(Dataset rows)
################
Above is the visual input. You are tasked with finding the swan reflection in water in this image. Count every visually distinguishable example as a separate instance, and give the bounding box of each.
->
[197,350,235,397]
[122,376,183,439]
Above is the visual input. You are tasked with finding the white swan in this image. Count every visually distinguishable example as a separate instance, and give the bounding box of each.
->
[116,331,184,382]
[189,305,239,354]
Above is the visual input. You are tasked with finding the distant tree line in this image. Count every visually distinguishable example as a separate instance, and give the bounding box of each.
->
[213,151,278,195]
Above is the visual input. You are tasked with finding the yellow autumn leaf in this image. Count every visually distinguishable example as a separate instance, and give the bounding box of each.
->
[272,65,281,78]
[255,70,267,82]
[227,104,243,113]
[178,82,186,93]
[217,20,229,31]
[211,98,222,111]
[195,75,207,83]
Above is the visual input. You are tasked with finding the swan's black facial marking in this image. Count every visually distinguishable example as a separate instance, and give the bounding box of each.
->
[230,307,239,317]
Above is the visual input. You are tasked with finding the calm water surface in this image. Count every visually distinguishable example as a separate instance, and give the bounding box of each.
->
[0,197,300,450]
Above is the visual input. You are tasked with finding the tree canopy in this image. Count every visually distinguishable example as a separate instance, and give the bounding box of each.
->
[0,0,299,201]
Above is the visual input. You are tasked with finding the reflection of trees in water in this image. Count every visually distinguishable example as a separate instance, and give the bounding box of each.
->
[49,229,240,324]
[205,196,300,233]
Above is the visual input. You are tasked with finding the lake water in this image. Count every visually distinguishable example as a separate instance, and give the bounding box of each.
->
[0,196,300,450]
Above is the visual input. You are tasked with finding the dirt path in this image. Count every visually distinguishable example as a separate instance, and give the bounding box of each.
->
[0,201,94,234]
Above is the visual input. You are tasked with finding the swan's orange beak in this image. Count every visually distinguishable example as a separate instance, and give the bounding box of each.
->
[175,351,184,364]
################
- STATED EXERCISE:
Rewrite the lines above, changing "dirt path" to "gravel path" wherever it occurs and leaving everything else unchanged.

- RESULT OF THIS TASK:
Above is the visual input. You are tasked with finding the swan reflection in water in this image. Count every visually distinguishable example as a separate instance, and give the bounding box of each.
->
[197,350,235,397]
[122,376,183,439]
Above is the visual input. You are tasked with finding the white swan in this image. Count every visually distinguishable example as a separate instance, and give the bounding box of each.
->
[116,331,184,382]
[189,305,239,354]
Above is the visual input. You are tasked with finding the distant tree line in this image. Count every visually distinguishable example as a separate instance, and give the bounding box of each.
->
[213,151,278,195]
Above is the visual input. You are tasked with finding the yellow autumn leaf in this image. Count every visually distinguishable example as a separate instance, and give the bounding box of each.
->
[272,65,281,78]
[255,70,267,82]
[227,104,243,113]
[178,82,186,93]
[217,20,229,31]
[211,98,222,111]
[195,75,207,83]
Above is the visual input. You are tasked with finding the swan's black facial marking in this image. Count every visually distinguishable example as a separate instance, and give the bounding box of each.
->
[230,307,239,317]
Above is the visual input. You are tasked with finding the calm water surface in this image. Count every visually distinguishable example as a separate instance, and give the bounding box of each.
->
[0,197,300,450]
Above is the visual input. You are tasked with finding the tree canopy in this image. Count every visually distinguishable example as a separate instance, and give the bounding box of each.
->
[0,0,299,201]
Above is the visual input. You are tasked with finding the reflection of trees in water in this image. Count every visually distinguishable example as a separate instance, and give the bounding box of each.
->
[49,229,240,324]
[205,196,300,233]
Above is the visual input. You are tasked with finding the lake water in this image. Count every visually distinguishable example as a separate instance, and give the bounding box of each.
->
[0,196,300,450]
Above is the visual input. You are tasked with finding the gravel path in this image. Count every visually distinguishable example as a separate instance, and give the bounding box of each.
->
[0,201,94,234]
Above is the visual input. You are tasked with finding the swan's orange beak in this image. Count every visually distinguishable example as a separate instance, and give the bounding box of each.
->
[175,351,184,364]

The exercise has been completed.